=== CONSIGNES À SUIVRE ===
Pour chacune des affirmations suivantes, dites si elle concorde avec l'extrait de page, puis citez mot pour mot les termes qui tranchent. (a) Les nouveaux moyens accordés aux services de police découlent notamment de la loi de finances pour 2002. (b) Les difficultés évoquées touchent Orvault et une vingtaine de communes de la banlieue parisienne. (c) Une dotation a été allouée à la circonscription de Nantes.

=== EXTRAIT DE PAGE ===
::::::

Enfin, de nouveaux moyens, tant en personnels qu'en matériels, seront accordés
aux services de police, grâce à l'adoption de la loi de finances pour 2002 et
de la loi de finances rectificative, ainsi qu'aux arbitrages rendus par le
Premier ministre. Cela permettra de disposer de policiers plus nombreux mais
aussi mieux formés. A cet égard, le ministre de l'intérieur a rappelé à quel
point il avait été difficile de compenser les départs en retraite massifs du
début de la mandature.
En dépit de difficultés que l'on observe à Orvault et dans une vingtaine
d'autres communes n'appartenant pas à la banlieue parisienne, nous devons, avec
l'ensemble des personnels de la police, de la gendarmerie et de la justice,
sans oublier les travailleurs sociaux, la protection judiciaire de la jeunesse
et les moyens mis à la disposition des collectivités territoriales, oeuvrer en
partenariat pour tenter d'enrayer ce que l'on a pu décrire comme la spirale de
l'insécurité. J'ai bon espoir, car quand se partenariat fonctionne bien, les
chiffres de la délinquance progressent moins vite que la moyenne nationale. La
mobilisation et l'harmonisation des actions sont donc nécessaires pour ouvrir
d'autres perspectives. Les jeunes de ce pays qui « délinquent », comme on dit
aujourd'hui, ne sont pas des jeunes heureux, et nous devons renouer le dialogue
avec eux dans l'espace public.
Mme Gisèle Gautier.
Je demande la parole.
M. le président.
La parole est à Mme Gisèle Gautier.
Mme Gisèle Gautier.
Madame le ministre, je voudrais d'abord saluer les efforts que vous déployez
pour résoudre les problèmes que rencontre notre société.
Ainsi, une dotation a été allouée à la circonscription de Nantes.
A cet égard, de nombreuses communes adhèrent aux contrats locaux de sécurité,
qui constituent une forme de partenariat très intéressante. En outre, vous avez
évoqué le recrutement d'agents supplémentaires, qu'il s'agisse de policiers ou
de médiateurs.

::::::

=== LIGNES DU JEU ===
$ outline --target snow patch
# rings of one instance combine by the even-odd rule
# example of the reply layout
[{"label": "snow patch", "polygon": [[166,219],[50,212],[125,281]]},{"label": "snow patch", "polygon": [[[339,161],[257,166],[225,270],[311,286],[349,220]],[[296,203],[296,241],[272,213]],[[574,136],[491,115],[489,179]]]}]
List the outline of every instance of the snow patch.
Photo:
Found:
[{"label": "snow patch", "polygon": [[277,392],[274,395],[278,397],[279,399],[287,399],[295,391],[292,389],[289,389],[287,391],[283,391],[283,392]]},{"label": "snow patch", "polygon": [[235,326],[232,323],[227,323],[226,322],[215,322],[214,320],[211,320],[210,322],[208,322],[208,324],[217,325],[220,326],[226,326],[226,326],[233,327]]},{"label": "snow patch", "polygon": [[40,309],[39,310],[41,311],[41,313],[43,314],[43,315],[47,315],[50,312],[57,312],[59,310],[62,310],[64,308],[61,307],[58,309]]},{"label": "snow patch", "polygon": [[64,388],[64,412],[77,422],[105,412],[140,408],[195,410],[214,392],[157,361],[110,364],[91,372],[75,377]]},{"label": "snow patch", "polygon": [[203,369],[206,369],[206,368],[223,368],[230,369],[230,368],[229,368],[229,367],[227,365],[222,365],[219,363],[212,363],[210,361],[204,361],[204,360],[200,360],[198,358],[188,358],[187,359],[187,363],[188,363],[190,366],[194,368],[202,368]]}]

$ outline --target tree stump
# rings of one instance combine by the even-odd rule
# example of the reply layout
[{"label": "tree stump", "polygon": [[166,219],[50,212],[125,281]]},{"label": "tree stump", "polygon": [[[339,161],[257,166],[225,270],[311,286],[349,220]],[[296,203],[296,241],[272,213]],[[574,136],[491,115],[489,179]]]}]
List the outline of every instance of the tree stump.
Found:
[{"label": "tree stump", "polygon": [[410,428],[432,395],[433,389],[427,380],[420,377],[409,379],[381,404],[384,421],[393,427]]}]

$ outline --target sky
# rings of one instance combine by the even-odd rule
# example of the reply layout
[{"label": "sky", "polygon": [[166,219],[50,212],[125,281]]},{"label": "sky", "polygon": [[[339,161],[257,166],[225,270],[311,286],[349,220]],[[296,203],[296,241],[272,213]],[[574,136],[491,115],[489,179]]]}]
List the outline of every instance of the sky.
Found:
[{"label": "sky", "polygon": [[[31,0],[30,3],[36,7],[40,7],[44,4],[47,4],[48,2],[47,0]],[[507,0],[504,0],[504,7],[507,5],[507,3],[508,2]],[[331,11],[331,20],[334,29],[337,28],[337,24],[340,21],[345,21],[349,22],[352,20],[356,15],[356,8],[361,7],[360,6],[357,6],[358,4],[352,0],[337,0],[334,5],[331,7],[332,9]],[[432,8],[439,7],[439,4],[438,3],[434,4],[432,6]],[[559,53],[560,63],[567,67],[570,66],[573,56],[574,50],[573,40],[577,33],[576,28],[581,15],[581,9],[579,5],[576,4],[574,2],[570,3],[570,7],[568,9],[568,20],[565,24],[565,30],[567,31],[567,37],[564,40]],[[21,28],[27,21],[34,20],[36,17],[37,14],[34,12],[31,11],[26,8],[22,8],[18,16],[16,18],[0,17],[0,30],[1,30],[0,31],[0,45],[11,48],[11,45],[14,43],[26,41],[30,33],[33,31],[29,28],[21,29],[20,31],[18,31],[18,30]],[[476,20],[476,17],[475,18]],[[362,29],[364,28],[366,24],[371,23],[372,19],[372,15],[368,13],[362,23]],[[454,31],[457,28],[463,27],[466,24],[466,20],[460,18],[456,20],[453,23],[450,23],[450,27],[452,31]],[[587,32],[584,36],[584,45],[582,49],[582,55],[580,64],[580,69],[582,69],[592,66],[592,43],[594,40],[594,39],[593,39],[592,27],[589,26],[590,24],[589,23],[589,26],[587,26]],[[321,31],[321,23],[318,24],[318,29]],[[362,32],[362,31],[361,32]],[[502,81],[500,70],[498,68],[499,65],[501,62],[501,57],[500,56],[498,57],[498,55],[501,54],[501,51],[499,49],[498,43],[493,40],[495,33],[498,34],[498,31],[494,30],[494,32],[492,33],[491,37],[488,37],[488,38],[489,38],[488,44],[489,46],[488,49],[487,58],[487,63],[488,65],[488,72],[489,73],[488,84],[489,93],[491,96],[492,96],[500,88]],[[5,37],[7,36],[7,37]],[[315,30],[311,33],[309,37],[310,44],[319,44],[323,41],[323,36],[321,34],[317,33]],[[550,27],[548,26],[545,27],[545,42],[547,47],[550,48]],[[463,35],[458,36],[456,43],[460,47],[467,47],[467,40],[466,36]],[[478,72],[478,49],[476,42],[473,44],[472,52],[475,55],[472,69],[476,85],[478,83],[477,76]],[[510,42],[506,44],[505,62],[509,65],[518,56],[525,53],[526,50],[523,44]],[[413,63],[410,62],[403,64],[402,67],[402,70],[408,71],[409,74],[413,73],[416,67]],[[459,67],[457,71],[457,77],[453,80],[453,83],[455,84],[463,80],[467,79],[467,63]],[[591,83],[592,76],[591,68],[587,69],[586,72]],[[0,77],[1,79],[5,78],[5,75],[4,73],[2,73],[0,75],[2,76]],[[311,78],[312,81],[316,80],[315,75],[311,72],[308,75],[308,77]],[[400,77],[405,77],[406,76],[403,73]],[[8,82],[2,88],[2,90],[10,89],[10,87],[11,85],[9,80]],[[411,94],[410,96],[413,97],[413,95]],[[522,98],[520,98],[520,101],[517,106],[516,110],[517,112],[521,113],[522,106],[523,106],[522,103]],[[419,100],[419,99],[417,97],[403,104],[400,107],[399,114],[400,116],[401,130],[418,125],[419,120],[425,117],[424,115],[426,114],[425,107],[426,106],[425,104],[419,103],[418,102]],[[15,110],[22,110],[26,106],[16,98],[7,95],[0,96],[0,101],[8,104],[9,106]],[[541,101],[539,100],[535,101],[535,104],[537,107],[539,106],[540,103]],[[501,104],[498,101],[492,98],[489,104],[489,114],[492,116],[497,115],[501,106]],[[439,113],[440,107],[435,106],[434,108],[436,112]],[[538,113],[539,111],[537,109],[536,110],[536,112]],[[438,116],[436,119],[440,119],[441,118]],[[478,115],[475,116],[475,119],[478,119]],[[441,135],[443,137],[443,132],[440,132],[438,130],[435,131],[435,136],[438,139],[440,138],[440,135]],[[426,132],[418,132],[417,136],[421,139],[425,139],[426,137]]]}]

::::::

=== RÉSULTAT OBTENU ===
(a) Oui : « grâce à l'adoption de la loi de finances pour 2002 ».
(b) Non : « une vingtaine d'autres communes n'appartenant pas à la banlieue parisienne ».
(c) Oui : « une dotation a été allouée à la circonscription de Nantes ».